# START OF INPUT

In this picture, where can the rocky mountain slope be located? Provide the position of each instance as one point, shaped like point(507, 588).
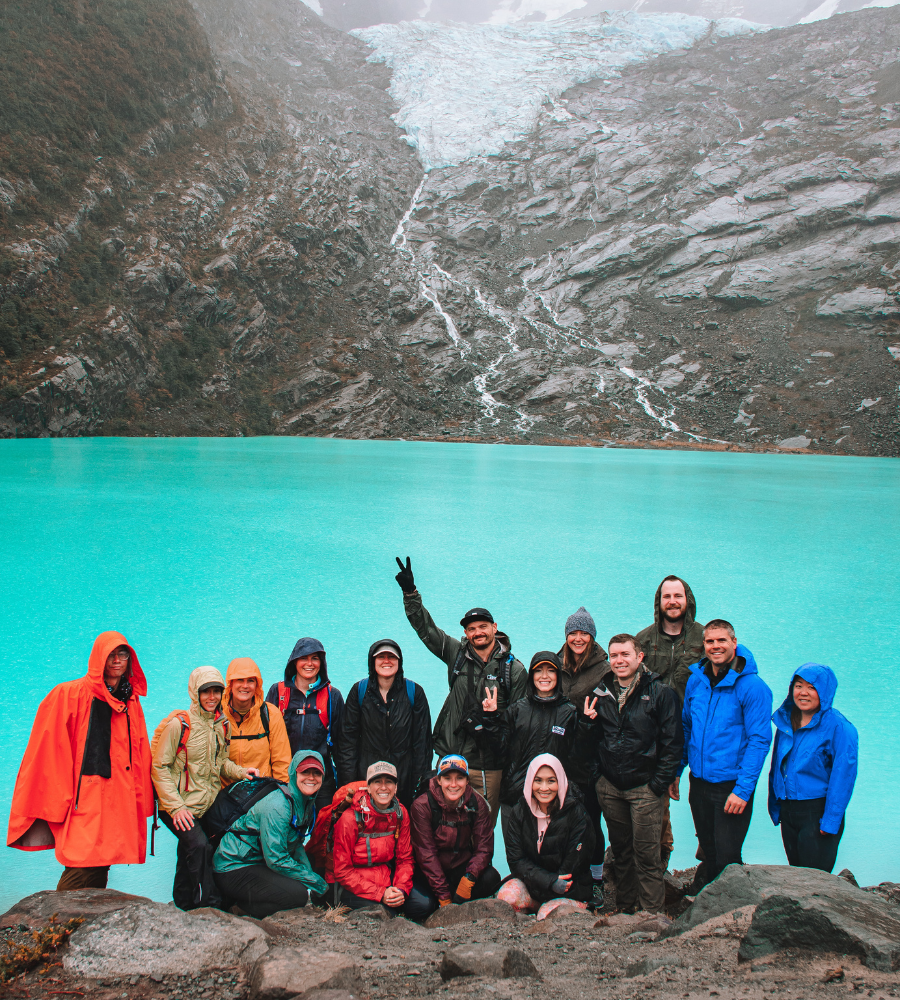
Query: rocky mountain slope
point(700, 248)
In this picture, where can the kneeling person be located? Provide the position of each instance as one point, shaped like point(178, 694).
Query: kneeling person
point(549, 840)
point(453, 841)
point(373, 860)
point(261, 864)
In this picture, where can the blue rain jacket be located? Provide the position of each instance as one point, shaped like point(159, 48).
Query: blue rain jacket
point(817, 761)
point(727, 728)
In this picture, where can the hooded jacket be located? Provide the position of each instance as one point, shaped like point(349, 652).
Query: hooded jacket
point(392, 730)
point(271, 833)
point(301, 718)
point(464, 836)
point(534, 725)
point(641, 744)
point(84, 784)
point(672, 656)
point(817, 761)
point(454, 731)
point(566, 844)
point(249, 746)
point(728, 728)
point(372, 850)
point(208, 763)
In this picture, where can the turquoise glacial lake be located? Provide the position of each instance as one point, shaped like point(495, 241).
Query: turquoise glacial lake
point(203, 550)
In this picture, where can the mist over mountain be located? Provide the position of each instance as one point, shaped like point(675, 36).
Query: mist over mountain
point(622, 228)
point(349, 14)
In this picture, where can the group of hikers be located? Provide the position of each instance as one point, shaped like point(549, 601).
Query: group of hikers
point(299, 795)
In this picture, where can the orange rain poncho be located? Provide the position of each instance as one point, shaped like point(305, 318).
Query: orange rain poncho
point(92, 809)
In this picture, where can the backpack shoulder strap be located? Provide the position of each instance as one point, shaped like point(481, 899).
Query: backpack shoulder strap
point(323, 706)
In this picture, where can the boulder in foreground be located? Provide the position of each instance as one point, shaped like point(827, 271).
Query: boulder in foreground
point(292, 972)
point(156, 939)
point(477, 909)
point(490, 960)
point(36, 910)
point(868, 927)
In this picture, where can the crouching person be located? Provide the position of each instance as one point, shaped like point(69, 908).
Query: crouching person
point(549, 840)
point(373, 859)
point(814, 763)
point(190, 762)
point(261, 864)
point(453, 841)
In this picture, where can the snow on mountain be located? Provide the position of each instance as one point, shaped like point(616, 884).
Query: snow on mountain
point(466, 89)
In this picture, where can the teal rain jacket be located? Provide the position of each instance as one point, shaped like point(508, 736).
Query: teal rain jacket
point(272, 833)
point(728, 728)
point(818, 761)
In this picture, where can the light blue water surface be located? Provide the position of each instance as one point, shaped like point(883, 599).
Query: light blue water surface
point(203, 550)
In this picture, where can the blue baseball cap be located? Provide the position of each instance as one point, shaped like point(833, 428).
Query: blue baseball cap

# END OF INPUT

#### [TASK GOAL]
Reproduce every line from the one containing "In this picture, where can the blue rain" down to the one containing "point(208, 763)", both ends included. Shift the coordinates of each point given as an answer by adding -24 to both numbers, and leave the "shaped like" sample points unchanged.

#### [ANSWER TO THE EXERCISE]
In this picture, where can the blue rain jacket be located? Provide the position of each instance as one point, shaped like point(159, 48).
Query: blue rain jacket
point(793, 737)
point(703, 704)
In this picture, where can the hooded jacket be located? Provide the position of each instance as one point, shaped like point(349, 652).
Query: hooded jacket
point(368, 706)
point(247, 809)
point(277, 694)
point(440, 812)
point(510, 701)
point(617, 720)
point(60, 760)
point(648, 632)
point(793, 737)
point(430, 707)
point(542, 820)
point(225, 722)
point(704, 704)
point(348, 826)
point(184, 739)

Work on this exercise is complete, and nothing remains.